* [Exercise data]:
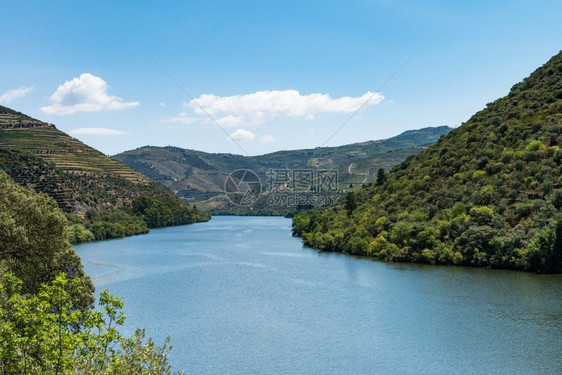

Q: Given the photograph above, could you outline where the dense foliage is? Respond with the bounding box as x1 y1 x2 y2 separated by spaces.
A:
0 171 93 307
293 53 562 272
0 148 209 244
0 171 179 374
0 272 179 375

* [Task description]:
Return all the records above unchanged, with the pictures left out.

* [Solution for this problem]:
Q: Given the photograph above, could you outline where the dense foliage is? Respond with the bounding box as x1 y1 x2 y2 separated by spaces.
A:
0 171 93 307
293 53 562 272
0 148 209 244
0 171 179 374
0 272 179 375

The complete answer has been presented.